>>>
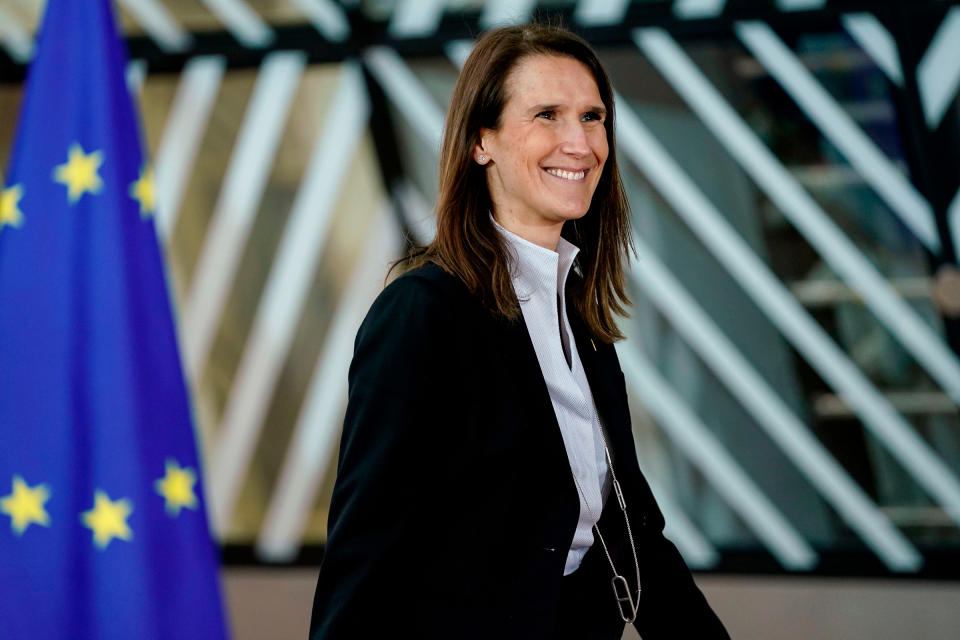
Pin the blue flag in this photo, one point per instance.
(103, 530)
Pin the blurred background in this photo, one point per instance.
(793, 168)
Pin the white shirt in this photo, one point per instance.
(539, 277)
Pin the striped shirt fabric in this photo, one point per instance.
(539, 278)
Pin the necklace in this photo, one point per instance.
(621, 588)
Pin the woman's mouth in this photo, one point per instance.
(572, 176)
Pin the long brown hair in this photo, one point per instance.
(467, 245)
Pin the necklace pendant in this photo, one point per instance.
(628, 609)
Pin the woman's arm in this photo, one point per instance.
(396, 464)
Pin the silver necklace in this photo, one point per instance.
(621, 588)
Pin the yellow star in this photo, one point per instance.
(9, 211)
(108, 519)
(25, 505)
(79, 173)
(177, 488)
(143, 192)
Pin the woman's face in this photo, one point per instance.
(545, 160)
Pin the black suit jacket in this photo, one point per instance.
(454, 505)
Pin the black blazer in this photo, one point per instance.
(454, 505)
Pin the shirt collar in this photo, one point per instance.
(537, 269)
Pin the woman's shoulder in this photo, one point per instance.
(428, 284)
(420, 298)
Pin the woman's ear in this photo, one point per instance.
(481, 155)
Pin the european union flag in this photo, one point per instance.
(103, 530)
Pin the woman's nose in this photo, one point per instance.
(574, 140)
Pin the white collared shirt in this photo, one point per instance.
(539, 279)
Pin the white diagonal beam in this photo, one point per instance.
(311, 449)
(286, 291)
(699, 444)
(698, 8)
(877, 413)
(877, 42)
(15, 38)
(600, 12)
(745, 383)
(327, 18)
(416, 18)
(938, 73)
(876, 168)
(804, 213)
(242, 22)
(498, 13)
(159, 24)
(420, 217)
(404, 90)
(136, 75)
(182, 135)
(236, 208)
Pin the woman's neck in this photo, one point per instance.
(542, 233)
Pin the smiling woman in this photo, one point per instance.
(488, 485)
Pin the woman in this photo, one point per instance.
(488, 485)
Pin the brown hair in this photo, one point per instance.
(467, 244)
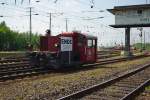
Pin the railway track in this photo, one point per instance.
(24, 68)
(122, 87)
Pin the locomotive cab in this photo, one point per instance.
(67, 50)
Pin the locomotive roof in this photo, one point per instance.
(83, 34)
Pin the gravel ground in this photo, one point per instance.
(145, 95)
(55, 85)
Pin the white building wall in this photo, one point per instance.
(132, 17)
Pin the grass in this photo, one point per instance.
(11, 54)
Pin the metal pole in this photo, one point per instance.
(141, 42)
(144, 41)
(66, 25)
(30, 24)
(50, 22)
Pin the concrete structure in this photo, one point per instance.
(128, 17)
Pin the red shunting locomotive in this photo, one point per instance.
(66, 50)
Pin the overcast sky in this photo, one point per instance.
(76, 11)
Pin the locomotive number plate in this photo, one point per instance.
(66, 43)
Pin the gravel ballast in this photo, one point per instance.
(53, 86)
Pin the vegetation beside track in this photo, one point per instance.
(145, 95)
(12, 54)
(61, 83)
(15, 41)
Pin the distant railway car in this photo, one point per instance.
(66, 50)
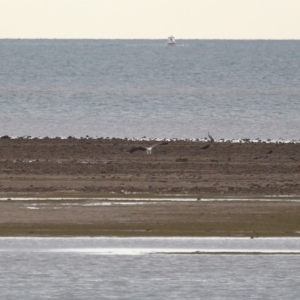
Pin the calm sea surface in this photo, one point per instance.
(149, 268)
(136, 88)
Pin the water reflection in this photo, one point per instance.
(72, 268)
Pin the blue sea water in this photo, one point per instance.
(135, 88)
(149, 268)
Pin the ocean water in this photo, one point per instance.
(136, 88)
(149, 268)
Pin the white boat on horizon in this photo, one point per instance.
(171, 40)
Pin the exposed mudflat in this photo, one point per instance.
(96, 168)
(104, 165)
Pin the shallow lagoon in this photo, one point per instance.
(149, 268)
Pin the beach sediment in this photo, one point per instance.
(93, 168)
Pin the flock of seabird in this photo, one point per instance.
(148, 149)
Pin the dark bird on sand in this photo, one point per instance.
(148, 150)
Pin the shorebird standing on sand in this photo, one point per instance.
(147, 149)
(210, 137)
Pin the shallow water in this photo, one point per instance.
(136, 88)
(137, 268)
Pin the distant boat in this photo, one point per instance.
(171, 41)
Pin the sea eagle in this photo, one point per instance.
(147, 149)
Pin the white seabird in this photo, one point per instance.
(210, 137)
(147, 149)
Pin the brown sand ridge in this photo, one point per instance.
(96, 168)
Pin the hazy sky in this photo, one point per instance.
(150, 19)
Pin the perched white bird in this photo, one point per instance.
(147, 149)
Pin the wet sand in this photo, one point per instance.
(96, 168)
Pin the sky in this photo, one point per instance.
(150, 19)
<<<
Repeat the material above in full and exactly, apart from the pictures.

Pin the blue flag in this photo, one point per instance.
(103, 530)
Pin the blurred background in this photo, one point per instance.
(793, 168)
Pin the white shirt in this photo, one point per instance.
(539, 277)
Pin the striped shirt fabric in this photo, one point per instance.
(539, 278)
Pin the necklace in this photo, one point per instance.
(621, 588)
Pin the woman's mouth in this photo, one point per instance.
(572, 176)
Pin the long brown hair in this photo, one point per instance.
(467, 245)
Pin the necklace pendant in this photo, one point per instance.
(628, 609)
Pin the woman's arm in this photo, one point per instance.
(396, 464)
Pin the silver necklace in this photo, one point per instance.
(621, 588)
Pin the yellow star in this photo, one point per instance.
(9, 211)
(108, 519)
(25, 505)
(79, 173)
(177, 488)
(143, 192)
Pin the woman's face in this photo, one point per instance.
(545, 160)
Pin the black suit jacket in this photo, one point per instance.
(454, 505)
Pin the black blazer in this photo, one point per instance.
(454, 505)
Pin the shirt collar in this photo, one point per instance.
(537, 269)
Pin the woman's shoulder in this photo, one point per instance.
(428, 284)
(420, 298)
Pin the woman's ear in this photo, one point per instance.
(481, 155)
Pin the european union flag in this photo, one point per instance.
(103, 530)
Pin the woman's nose in this photo, one point per instance.
(574, 140)
Pin the white collared shirt in this photo, one point per instance.
(539, 279)
Pin the white diagonal beam in this photo, one point per instance.
(311, 449)
(286, 291)
(699, 444)
(698, 8)
(877, 413)
(877, 42)
(15, 38)
(600, 12)
(745, 383)
(327, 18)
(416, 18)
(938, 73)
(876, 168)
(804, 213)
(242, 22)
(498, 13)
(159, 24)
(420, 217)
(404, 90)
(136, 75)
(182, 135)
(236, 208)
Pin the woman's neck in this photo, one point per instance.
(542, 233)
Pin the smiling woman in this photo, one point per instance.
(488, 485)
Pin the woman in this photo, one point per instance.
(488, 485)
Pin the brown hair in this photo, one point per instance.
(467, 244)
Pin the railway track in this photo, one point per instance.
(24, 68)
(122, 87)
Pin the locomotive cab in this photo, one point per instance.
(67, 50)
Pin the locomotive roof in this photo, one point per instance.
(83, 34)
Pin the gravel ground in this photo, one point per instance.
(145, 95)
(55, 85)
Pin the white building wall in this photo, one point per instance.
(132, 17)
Pin the grass in this photo, one point per instance.
(11, 54)
Pin the metal pole in this photo, one point per instance.
(141, 42)
(144, 41)
(66, 25)
(30, 24)
(50, 22)
Pin the concrete structure in this photo, one point per instance.
(128, 17)
Pin the red shunting locomotive in this photo, one point per instance.
(66, 50)
Pin the overcast sky in this photo, one point per instance.
(76, 11)
Pin the locomotive number plate in this photo, one point per instance.
(66, 43)
Pin the gravel ballast in this photo, one point per instance.
(53, 86)
Pin the vegetation beside track in this photo, one point per instance.
(145, 95)
(12, 54)
(61, 83)
(15, 41)
Pin the distant railway car in this photo, one point per instance.
(66, 50)
Pin the calm sea surface in this photo, one point per instance.
(149, 268)
(136, 88)
Pin the water reflection in this photo, one point per instance.
(72, 268)
Pin the blue sea water in this photo, one point per instance.
(135, 88)
(149, 268)
Pin the ocean water in this photo, one point per instance.
(136, 88)
(149, 268)
Pin the white boat on horizon in this photo, one point per instance.
(171, 40)
Pin the exposed mudflat in this photo, one point per instance.
(96, 168)
(104, 165)
Pin the shallow lagoon in this photo, one point per instance.
(149, 268)
Pin the beach sediment in this photo, one point per instance.
(93, 168)
Pin the flock of seabird in this photo, one point per instance.
(148, 149)
Pin the dark bird on sand in this photo, one point per instance.
(148, 150)
Pin the shorebird standing on sand in this photo, one point per instance.
(147, 149)
(210, 137)
Pin the shallow water in this photo, one point per instance.
(136, 88)
(137, 268)
Pin the distant boat in this photo, one point per instance.
(171, 41)
Pin the sea eagle in this photo, one point per instance.
(147, 149)
Pin the white seabird in this photo, one point per instance.
(210, 137)
(147, 149)
Pin the brown sand ridge in this photo, one point per instance.
(96, 168)
Pin the hazy sky in this photo, one point per instance.
(150, 19)
Pin the perched white bird in this photo, one point per instance.
(147, 149)
Pin the wet sand in this photo, one point per instance.
(96, 168)
Pin the sky in this photo, one point per instance.
(150, 19)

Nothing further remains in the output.